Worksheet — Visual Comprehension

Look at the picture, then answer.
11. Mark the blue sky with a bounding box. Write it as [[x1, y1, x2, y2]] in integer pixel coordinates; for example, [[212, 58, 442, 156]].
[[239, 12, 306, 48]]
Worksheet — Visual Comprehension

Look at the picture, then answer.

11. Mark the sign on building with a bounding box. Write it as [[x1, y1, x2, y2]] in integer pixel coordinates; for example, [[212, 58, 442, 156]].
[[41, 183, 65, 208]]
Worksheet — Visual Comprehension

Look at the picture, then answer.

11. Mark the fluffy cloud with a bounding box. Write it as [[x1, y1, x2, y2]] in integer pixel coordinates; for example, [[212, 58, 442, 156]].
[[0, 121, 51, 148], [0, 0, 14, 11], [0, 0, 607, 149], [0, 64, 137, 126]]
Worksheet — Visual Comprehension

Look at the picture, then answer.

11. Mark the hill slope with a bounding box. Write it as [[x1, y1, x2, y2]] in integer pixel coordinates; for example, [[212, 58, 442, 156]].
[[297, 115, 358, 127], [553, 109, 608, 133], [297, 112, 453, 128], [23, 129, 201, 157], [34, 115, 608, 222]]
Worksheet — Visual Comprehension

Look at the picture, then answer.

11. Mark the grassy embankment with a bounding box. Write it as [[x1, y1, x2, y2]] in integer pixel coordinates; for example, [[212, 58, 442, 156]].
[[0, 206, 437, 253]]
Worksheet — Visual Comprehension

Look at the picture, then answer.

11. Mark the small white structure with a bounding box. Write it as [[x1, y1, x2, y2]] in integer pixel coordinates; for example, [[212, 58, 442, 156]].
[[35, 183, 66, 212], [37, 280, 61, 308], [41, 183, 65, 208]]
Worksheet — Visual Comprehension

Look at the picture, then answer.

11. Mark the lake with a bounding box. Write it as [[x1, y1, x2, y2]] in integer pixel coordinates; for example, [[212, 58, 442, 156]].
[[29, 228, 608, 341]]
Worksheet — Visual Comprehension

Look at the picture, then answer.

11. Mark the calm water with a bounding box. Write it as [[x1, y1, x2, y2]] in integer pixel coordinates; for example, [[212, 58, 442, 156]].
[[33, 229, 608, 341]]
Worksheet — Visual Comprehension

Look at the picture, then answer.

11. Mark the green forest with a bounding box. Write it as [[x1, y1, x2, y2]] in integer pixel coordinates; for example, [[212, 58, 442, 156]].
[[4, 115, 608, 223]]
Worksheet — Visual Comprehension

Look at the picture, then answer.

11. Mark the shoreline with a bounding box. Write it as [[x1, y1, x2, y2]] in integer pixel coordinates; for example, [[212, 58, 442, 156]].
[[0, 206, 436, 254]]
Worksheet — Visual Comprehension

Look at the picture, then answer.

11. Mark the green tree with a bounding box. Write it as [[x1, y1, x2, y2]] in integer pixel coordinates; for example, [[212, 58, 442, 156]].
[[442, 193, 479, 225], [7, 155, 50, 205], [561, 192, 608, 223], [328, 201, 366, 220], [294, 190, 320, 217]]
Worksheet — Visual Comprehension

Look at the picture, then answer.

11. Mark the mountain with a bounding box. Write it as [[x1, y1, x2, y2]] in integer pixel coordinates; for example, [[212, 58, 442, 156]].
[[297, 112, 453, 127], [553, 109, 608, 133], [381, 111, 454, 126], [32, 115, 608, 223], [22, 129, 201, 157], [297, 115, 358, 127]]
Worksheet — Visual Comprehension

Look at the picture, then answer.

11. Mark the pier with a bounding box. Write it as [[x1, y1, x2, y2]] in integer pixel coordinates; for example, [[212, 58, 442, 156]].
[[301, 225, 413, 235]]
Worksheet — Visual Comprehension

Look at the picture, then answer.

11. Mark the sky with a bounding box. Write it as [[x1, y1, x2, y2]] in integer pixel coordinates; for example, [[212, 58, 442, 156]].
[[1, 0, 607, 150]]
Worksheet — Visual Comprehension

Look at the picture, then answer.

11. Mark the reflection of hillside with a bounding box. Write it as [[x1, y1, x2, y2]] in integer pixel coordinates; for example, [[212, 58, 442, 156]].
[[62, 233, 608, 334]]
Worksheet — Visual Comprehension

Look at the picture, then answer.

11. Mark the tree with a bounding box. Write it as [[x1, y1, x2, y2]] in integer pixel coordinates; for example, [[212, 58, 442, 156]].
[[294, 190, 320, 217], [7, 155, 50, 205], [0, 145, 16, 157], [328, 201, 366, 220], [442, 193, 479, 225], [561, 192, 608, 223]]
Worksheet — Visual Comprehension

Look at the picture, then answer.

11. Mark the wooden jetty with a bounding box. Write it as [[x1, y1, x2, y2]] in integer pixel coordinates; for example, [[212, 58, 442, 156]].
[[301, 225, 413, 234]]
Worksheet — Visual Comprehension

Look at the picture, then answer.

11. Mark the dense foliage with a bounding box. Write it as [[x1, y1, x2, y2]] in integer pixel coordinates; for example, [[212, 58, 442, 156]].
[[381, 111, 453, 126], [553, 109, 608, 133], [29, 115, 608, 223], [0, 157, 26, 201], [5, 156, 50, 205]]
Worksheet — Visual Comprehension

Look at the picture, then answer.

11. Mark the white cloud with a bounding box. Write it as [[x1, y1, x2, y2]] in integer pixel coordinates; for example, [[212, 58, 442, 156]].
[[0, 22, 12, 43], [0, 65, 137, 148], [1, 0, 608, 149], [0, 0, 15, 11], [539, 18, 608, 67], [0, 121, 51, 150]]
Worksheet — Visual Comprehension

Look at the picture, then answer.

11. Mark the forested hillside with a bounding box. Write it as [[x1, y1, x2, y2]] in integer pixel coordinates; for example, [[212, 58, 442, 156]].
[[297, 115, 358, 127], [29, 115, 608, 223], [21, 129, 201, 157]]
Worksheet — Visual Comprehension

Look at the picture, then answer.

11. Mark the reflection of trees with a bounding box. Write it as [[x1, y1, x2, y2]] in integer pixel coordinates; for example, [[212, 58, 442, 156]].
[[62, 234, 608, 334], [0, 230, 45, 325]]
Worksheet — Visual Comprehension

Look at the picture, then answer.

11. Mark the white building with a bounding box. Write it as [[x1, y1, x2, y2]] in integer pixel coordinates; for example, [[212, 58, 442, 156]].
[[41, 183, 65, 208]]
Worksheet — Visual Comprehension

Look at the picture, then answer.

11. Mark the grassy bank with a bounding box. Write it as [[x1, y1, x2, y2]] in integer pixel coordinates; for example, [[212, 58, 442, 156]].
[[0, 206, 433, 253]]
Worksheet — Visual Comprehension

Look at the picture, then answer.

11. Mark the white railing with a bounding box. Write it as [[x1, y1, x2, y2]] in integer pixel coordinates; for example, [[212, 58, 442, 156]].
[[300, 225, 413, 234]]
::::::::::
What this task involves: Retype the listing. Match it exactly.

Result:
Worksheet — Visual Comprehension

Look at the picture, then answer.
11. Mark the blue sky with a bounding box. Write it as [[x1, y1, x2, y2]] in integer pixel coordinates; for example, [[212, 58, 442, 156]].
[[239, 12, 306, 48]]
Worksheet — Visual Comprehension

Look at the picture, then answer.

11. Mark the sign on building with a bounding box. Write it as [[x1, y1, x2, y2]] in integer pixel coordinates; for example, [[212, 58, 442, 156]].
[[41, 183, 65, 208]]
Worksheet — Visual Comprehension

Look at the picture, then answer.

11. Mark the fluffy cloud with a bounding box. Write it as [[x1, y1, x2, y2]] in integer pixel coordinates; for example, [[212, 58, 442, 156]].
[[0, 121, 51, 148], [0, 0, 14, 11], [0, 0, 607, 149], [0, 64, 137, 126]]
Worksheet — Visual Comprehension

Look at the picture, then answer.

11. Mark the hill slope with a bounding box. Write it as [[x1, y1, x2, y2]] in integer pixel coordinates; for example, [[212, 58, 442, 156]].
[[297, 115, 358, 127], [553, 109, 608, 133], [297, 112, 453, 128], [23, 129, 201, 157], [34, 115, 608, 222]]
Worksheet — Visual Comprehension

Look at the picture, then answer.

11. Mark the grassy embankment with a bounding box. Write it as [[x1, y1, x2, y2]] in integer pixel coordinates; for example, [[212, 58, 442, 156]].
[[0, 206, 437, 253]]
Worksheet — Visual Comprehension

Look at the picture, then answer.

11. Mark the small white structure with a bounding box. Write it as [[x1, y1, x2, y2]] in integer pixel coordinates; for example, [[212, 58, 442, 156]].
[[35, 183, 66, 212], [37, 280, 61, 308], [41, 183, 65, 208]]
Worksheet — Visual Comprehension

Look at the picture, then answer.

11. Mark the lake with a bounding box. Write it as [[x1, y1, x2, y2]] in integer pixel coordinates; for example, [[212, 58, 442, 156]].
[[29, 228, 608, 341]]
Worksheet — Visual Comprehension

Look at the picture, then answer.

11. Mark the calm water with a bounding box. Write it as [[x1, y1, x2, y2]] in integer pixel coordinates; for example, [[212, 58, 442, 156]].
[[33, 229, 608, 341]]
Worksheet — Visual Comprehension

Look at the picture, then answer.

11. Mark the green forest with a bounding box. Write it as [[x1, y1, x2, y2]] in integer pixel coordinates; for example, [[212, 58, 442, 156]].
[[4, 115, 608, 223]]
Worksheet — Visual Comprehension

Look at the picture, then answer.

11. Mark the shoreline with a bounding box. Write it as [[x1, y1, x2, y2]] in integer pixel coordinates; for example, [[212, 58, 442, 156]].
[[0, 206, 436, 254]]
Worksheet — Visual Comprehension

Look at the picture, then answer.

11. Mark the green tree with a bounding box. Write it as [[x1, y1, x2, y2]] in integer pixel coordinates; for example, [[212, 58, 442, 156]].
[[442, 193, 479, 225], [7, 155, 50, 205], [561, 192, 608, 223], [328, 201, 366, 220], [294, 190, 320, 217]]
Worksheet — Visual Comprehension

Look at the picture, then answer.

11. Mark the mountain with a bounding box. Write it as [[x1, y1, x2, y2]] in integer pixel coordinates; for example, [[212, 58, 442, 156]].
[[297, 112, 453, 127], [553, 109, 608, 133], [381, 111, 454, 126], [32, 115, 608, 223], [22, 129, 201, 157], [297, 115, 358, 127]]
Worksheet — Visual Comprehension

Look at the picture, then answer.

11. Mark the pier with a bounding box. Write it as [[x1, y1, x2, y2]] in integer pixel coordinates; for example, [[212, 58, 442, 156]].
[[301, 225, 413, 235]]
Worksheet — Visual Comprehension

Look at the picture, then answer.

11. Mark the sky with a bounding box. Write it as [[x1, y1, x2, y2]] in integer pixel coordinates; for example, [[212, 58, 442, 156]].
[[1, 0, 607, 150]]
Worksheet — Visual Comprehension

Look at the picture, then answer.

11. Mark the reflection of hillside with a bounding box. Write it as [[x1, y1, x2, y2]] in integer pixel coordinates; for example, [[212, 58, 442, 156]].
[[62, 233, 608, 334]]
Worksheet — Visual Comprehension

Look at the picture, then answer.

11. Mark the tree with a bounding box. Write it as [[x1, y1, x2, y2]] in integer pixel coordinates; for example, [[212, 58, 442, 156]].
[[294, 190, 320, 217], [7, 155, 50, 205], [0, 145, 16, 157], [328, 201, 366, 220], [442, 193, 479, 225], [561, 192, 608, 223]]
Worksheet — Visual Comprehension

Look at the picture, then answer.

11. Mark the wooden jetty with a bounding box. Write it as [[x1, y1, x2, y2]] in integer pixel coordinates; for example, [[212, 58, 442, 156]].
[[301, 225, 413, 234]]
Worksheet — Visual Comprehension

Look at the picture, then answer.

11. Mark the dense foliage with a bounding box. Write it as [[x1, y1, x2, y2]] in integer pixel coordinates; for example, [[212, 58, 442, 156]].
[[381, 111, 453, 126], [553, 109, 608, 133], [29, 115, 608, 223], [0, 157, 26, 201], [5, 156, 50, 205]]
Worksheet — Visual Comprehension

Look at the picture, then answer.

11. Mark the white cloud with a bounding box. Write it as [[x1, y1, x2, y2]] in integer pixel coordinates; for example, [[212, 58, 442, 156]].
[[0, 22, 12, 43], [0, 65, 137, 148], [1, 0, 608, 149], [0, 0, 15, 11], [539, 18, 608, 67], [0, 121, 51, 150]]
Worksheet — Visual Comprehension

Look at the picture, then answer.

11. Mark the forested hillside with a bounding box. Write it as [[x1, y1, x2, y2]] in integer pixel coordinates; for example, [[212, 58, 442, 156]].
[[297, 115, 358, 127], [29, 115, 608, 223], [21, 129, 201, 157]]
Worksheet — Visual Comprehension

Look at the picture, then answer.

11. Mark the reflection of trees with a bounding box. Write it as [[x1, y1, x2, y2]] in integer pixel coordinates; for example, [[212, 58, 442, 156]].
[[62, 234, 608, 334], [0, 230, 45, 325]]
Worksheet — Visual Comprehension

Look at the picture, then answer.

11. Mark the white building with a bounding box. Write it as [[x1, y1, x2, y2]] in integer pixel coordinates; for example, [[212, 58, 442, 156]].
[[41, 183, 65, 208]]
Worksheet — Visual Comprehension

Look at the picture, then answer.

11. Mark the grassy bank with a bounding box. Write it as [[x1, y1, x2, y2]] in integer pixel coordinates; for example, [[212, 58, 442, 156]].
[[0, 206, 433, 253]]
Worksheet — Visual Comprehension

Look at the picture, then answer.

11. Mark the white railing with a bounding box. Write it as [[x1, y1, x2, y2]] in integer pixel coordinates; for example, [[212, 58, 442, 156]].
[[300, 225, 413, 234]]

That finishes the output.